• _Task directions_
Restate the full set of records exactly, without adding or dropping a word.

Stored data
Segment Open

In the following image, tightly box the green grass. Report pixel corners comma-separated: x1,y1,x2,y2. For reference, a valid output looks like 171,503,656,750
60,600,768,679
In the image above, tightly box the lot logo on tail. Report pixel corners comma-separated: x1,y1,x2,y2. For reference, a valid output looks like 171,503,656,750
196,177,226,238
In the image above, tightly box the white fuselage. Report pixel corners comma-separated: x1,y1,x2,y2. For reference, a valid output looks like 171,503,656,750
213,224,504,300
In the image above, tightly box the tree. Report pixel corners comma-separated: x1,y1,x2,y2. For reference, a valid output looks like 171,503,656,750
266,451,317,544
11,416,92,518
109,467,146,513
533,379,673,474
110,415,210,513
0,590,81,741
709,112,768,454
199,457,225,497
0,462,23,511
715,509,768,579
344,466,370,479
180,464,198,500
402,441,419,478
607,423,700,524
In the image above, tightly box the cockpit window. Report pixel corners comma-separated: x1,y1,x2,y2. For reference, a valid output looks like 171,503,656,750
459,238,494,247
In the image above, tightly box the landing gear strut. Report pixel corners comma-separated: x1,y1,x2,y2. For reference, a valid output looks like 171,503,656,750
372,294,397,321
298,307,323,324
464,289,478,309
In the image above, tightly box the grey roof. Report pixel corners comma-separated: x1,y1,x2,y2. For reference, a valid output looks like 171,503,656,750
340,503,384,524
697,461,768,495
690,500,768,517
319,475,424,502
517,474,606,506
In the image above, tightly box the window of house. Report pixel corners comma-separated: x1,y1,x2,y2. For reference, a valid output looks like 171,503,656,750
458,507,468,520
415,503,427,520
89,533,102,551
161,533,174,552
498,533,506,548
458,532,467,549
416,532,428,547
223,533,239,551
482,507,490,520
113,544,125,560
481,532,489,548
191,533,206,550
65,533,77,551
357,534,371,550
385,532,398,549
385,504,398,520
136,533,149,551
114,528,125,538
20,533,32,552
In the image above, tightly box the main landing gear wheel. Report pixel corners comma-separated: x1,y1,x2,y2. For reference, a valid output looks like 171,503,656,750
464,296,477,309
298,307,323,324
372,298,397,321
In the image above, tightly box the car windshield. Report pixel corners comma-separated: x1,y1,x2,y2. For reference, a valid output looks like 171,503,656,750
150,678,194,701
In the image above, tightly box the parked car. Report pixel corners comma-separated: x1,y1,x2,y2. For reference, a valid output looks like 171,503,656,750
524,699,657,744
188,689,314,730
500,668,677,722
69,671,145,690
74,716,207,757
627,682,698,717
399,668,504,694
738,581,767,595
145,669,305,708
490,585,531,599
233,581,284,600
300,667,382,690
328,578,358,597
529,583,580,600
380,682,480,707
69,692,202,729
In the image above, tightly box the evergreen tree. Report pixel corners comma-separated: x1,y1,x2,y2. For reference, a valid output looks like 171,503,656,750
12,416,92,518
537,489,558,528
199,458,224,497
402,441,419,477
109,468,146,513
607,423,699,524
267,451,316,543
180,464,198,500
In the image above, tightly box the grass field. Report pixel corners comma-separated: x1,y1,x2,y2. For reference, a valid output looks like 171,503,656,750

Segment Closed

• _Exercise result_
In the following image, tightly box the green grass. Report pixel corners comma-separated: x1,y1,x2,y2. For reference, a valid output looks like 171,503,656,750
60,600,768,679
In the image above, tightly box the lot logo on tail. Report pixel corners comma-separated: x1,y1,x2,y2. For reference, a valid output looks like 171,503,656,750
196,177,226,238
In the image above, tightly box the white fuselage. Report pixel corners comma-separated: x1,y1,x2,y2. For reference, a valid output looks like 171,503,656,750
213,224,504,300
In the image above, tightly box the tree. Report pixel corners comma-separated: x1,y1,x2,y2. For reference, a valid output looks like 171,503,656,750
266,451,317,544
11,416,92,518
109,467,146,513
533,379,673,474
110,415,210,513
0,590,81,741
709,112,768,454
199,457,225,497
0,462,23,511
715,509,768,579
344,466,370,479
180,464,198,500
402,441,419,478
607,423,700,524
In the image above, tightly box the cockpit window. Report pixel corners comma-separated: x1,y1,x2,y2. For reference, a valid output looks like 171,503,656,750
459,238,494,247
In the image above, tightly box the landing gear strut. Report pixel corners comma-separated: x1,y1,x2,y2. For reference, a valid output looks like 171,503,656,750
372,294,397,321
298,307,323,324
464,289,478,309
In the image above, tightly box the grey roof. Report pixel corners comma-separated: x1,y1,x2,y2. For reference, a valid output looks like 171,503,656,750
340,503,384,524
697,461,768,495
690,500,768,517
319,475,424,502
517,474,606,506
In the image above, tightly box the window of house. Report pixel corners comma-separated: x1,y1,x2,y2. For reference, a valid output looks like 171,503,656,750
458,507,468,520
415,503,427,520
89,533,102,551
161,533,174,552
498,533,506,548
458,532,467,549
416,532,428,547
223,533,239,551
482,507,490,520
113,544,125,560
481,532,489,548
191,533,206,550
65,533,77,551
357,534,371,550
385,532,398,549
385,504,398,520
136,533,149,551
114,528,125,538
20,533,32,552
In the image above, tightly box the main landing gear wheel. Report pixel corners comma-separated: x1,y1,x2,y2. For reference, a valid output looks like 171,503,656,750
464,296,477,309
298,307,323,324
372,298,397,321
In the image above, tightly box the car windshield. Report pixel corners comma-separated: x1,y1,x2,y2. For reference, a valid output looks like 171,503,656,750
150,678,194,701
In the image above, tightly box the parked car. Report pixel corners comma-separated: x1,y1,x2,y2. For reference, a valid output looks like 171,503,656,750
524,699,657,744
188,689,314,730
500,668,677,722
69,671,145,690
74,716,207,757
627,682,698,717
399,668,504,694
738,581,767,595
145,669,305,708
490,585,531,599
233,581,284,600
300,667,382,690
328,578,358,597
529,583,580,600
380,682,480,707
69,692,202,729
In the image above, tightly box the evergreen tree. Report pixel corners comma-separated: x1,y1,x2,y2. For reference, a valid output looks like 171,503,656,750
12,416,92,518
537,489,558,528
199,458,224,497
402,441,419,477
109,468,146,513
607,423,699,524
267,451,316,543
180,464,198,500
In the image above, tightly box the grass field. Report pixel corners comma-separated: x1,y1,x2,y2. For reference, a valid output looks like 171,503,656,750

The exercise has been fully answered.